**Text to read**
start

That's all there is to it! Note that we didn't have to use both
mergeTemplate() and evaluate() in our
program. They are both included there for demonstration purposes.
You will probably use only one of the methods, but depending
on you application requirements, you are free to do what you wish.
This appears to be a little different from the 'fundamental pattern'
that was mentioned at the beginning of this guide, but it really is the
same thing. First, you are making a context and filling it with
the data needed. Where this examples differs is that in the part of
the above example where mergeTemplate() is used,
mergeTemplate() is doing the work of getting the template
and merging it for you, using the lower-level calls in the Runtime class.
In the second example, you are making your template dynamically via the
String, so that is analgous to the 'choose template' part of the process,
and the evaluate() method does the merging for you using
lower level calls.
So the example above sticks to the same simply pattern of using the Velocity
template engine, but the utility functions do some of
the repeated drudge work, or allow you other options for your
template content other than template files.
Exceptions
There are three exceptions that Velocity will throw during the parse / merge cycle.
This are additional to the exceptions that will come from IO problems, etc.
They are found in the package org.apache.velocity.exception and are :
ResourceNotFoundException
Thrown when the resource managment system cannot find a resource (template) that
was requested.
ParseErrorException
Thrown when a VTL syntax error is found when parsing a resource (template).
MethodInvocationException
Thrown when a method of object in the context thrown an exception during
render time. This exception wraps the thrown exception and propogates it
to the application. This allows you to handle problems in your own objects
at runtime.
In each case, a message is put into the runtime log. For more information,
see the Javadoc API documentation.
Miscellaneous Details
While the above example used the default properties, setting your own
properties is very simple. All you have to do is make a properties file
somewhere and pass the name of that file to the init(String)
method of the Velocity utility class, or make a
java.util.Properties object, add the desired properties and
values, and pass that to the init(Properties) method.
The latter method is convenient, because you can either fill it directly
from a separate properties file via the load() method, or even
better, you can fill it dynamically from your own application / framework's
property set at runtime. This gives you the freedom to combine all of the
properties for your app into one properties file.
If we wanted to use a different directory than the current directory to
load our template from, we could do something like this :
...
import java.util.Properties;
...
public static void main( String args[] )
{
/* first, we init the runtime engine. */
Properties p = new Properties();
p.setProperty("resource.loader.1.resource.path", "/opt/templates");
Velocity.init( p );
/* lets make a Context and put data into it */
...
And, assuming you have a directory /opt/templates and the template
testtemplate.vm is in there, then things would work just fine.
If you try this and have a problem, be sure to look at the velocity.log for
information - the error messages are pretty good for figuring out what is wrong.
Velocity's runtime configuration is controlled by a set of configuration keys
listed below. Generally, these keys will have values that consist of either a
String, or a comma-separated list of Strings, referred to as a CSV for
comma-separated values.
There is a set of default values contained in Velocity's jar, found in
/src/java/org/apache/velocity/runtime/defaults/velocity.defaults, that
Velocity uses as it's configuration baseline.
This ensures that Velocity will always have a 'correct' value
for it's configuration keys at startup, although it may not be what you want.

end

**Short task 1**
Which lines of the listing below contain the word "pavement"? Copy each of them out.

**Dataset extract**
start

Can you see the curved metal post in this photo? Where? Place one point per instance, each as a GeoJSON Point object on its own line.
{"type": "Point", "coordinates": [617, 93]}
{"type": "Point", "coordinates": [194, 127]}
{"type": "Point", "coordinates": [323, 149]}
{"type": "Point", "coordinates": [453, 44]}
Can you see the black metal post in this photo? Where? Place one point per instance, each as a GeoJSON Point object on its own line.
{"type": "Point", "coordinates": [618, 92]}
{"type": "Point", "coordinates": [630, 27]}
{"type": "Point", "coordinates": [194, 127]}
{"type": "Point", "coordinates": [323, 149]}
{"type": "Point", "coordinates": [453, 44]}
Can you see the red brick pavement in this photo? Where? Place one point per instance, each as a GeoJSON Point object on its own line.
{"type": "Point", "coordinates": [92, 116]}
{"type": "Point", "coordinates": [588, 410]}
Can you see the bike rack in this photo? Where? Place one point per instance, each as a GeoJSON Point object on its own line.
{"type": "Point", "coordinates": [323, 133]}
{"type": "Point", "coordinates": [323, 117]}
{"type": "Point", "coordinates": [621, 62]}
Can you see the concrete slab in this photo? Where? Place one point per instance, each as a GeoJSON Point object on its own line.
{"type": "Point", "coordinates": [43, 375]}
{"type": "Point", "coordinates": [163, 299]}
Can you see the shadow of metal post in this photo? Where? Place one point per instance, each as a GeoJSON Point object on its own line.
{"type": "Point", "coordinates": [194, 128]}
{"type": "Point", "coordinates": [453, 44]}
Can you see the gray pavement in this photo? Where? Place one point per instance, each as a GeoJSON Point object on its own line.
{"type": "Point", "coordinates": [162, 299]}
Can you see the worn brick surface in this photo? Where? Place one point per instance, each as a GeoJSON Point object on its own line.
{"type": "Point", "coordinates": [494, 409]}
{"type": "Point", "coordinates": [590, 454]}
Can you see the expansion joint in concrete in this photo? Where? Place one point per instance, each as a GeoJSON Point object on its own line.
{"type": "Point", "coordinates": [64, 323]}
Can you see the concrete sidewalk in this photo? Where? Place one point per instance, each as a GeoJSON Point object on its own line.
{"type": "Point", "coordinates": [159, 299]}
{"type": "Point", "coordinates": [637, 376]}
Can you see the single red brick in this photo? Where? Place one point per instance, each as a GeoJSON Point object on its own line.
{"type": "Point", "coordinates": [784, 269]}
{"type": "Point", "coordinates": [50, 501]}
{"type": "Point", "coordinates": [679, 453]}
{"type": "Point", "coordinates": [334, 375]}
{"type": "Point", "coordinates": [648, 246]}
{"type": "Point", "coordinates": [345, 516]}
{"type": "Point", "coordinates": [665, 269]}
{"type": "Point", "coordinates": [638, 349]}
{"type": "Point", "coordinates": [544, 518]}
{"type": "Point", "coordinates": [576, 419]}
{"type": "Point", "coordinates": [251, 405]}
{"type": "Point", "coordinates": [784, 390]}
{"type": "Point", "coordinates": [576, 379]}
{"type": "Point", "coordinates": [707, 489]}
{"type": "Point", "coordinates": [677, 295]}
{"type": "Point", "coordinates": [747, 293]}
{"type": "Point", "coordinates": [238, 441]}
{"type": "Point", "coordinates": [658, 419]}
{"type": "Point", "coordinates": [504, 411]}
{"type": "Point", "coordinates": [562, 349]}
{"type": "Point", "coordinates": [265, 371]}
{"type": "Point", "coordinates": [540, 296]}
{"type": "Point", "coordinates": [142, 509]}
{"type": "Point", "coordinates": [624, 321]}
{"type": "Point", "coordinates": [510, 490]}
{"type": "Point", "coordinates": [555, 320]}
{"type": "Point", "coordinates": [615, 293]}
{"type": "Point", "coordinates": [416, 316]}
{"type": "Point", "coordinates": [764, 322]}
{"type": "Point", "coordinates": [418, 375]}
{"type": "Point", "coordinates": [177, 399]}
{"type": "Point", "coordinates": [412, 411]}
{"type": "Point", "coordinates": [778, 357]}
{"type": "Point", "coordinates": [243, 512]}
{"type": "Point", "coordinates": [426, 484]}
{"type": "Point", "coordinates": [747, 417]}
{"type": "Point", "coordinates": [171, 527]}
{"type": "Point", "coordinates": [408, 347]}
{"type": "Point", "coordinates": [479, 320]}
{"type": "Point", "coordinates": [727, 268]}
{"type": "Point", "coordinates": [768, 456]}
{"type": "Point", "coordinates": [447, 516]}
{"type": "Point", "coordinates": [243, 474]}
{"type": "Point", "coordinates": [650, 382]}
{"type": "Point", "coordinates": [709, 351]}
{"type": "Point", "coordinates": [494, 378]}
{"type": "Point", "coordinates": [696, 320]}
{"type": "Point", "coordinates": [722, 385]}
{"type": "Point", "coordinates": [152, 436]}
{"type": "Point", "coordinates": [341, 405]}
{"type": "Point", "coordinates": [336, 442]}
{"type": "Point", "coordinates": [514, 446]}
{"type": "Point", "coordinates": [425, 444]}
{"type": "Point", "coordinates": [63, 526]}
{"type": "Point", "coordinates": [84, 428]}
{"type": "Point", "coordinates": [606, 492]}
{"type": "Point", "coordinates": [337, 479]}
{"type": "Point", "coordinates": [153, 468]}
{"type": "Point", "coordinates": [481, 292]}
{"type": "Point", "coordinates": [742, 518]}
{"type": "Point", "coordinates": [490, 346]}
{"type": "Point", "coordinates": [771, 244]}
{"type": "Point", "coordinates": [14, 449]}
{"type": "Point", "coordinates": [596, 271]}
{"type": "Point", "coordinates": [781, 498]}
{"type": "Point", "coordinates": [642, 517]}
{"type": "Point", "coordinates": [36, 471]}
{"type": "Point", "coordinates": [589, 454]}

end

**Short task 2**
Answer from the Velocity text above:
(a) In which package are the three exceptions found?
(b) Which exception is thrown when a VTL syntax error is found while parsing a template?
(c) In the code sample, what value is set for "resource.loader.1.resource.path"?

**Exercise solution 1**
Can you see the red brick pavement in this photo? Where? Place one point per instance, each as a GeoJSON Point object on its own line.
Can you see the gray pavement in this photo? Where? Place one point per instance, each as a GeoJSON Point object on its own line.

**Exercise solution 2**
(a) org.apache.velocity.exception
(b) ParseErrorException
(c) /opt/templates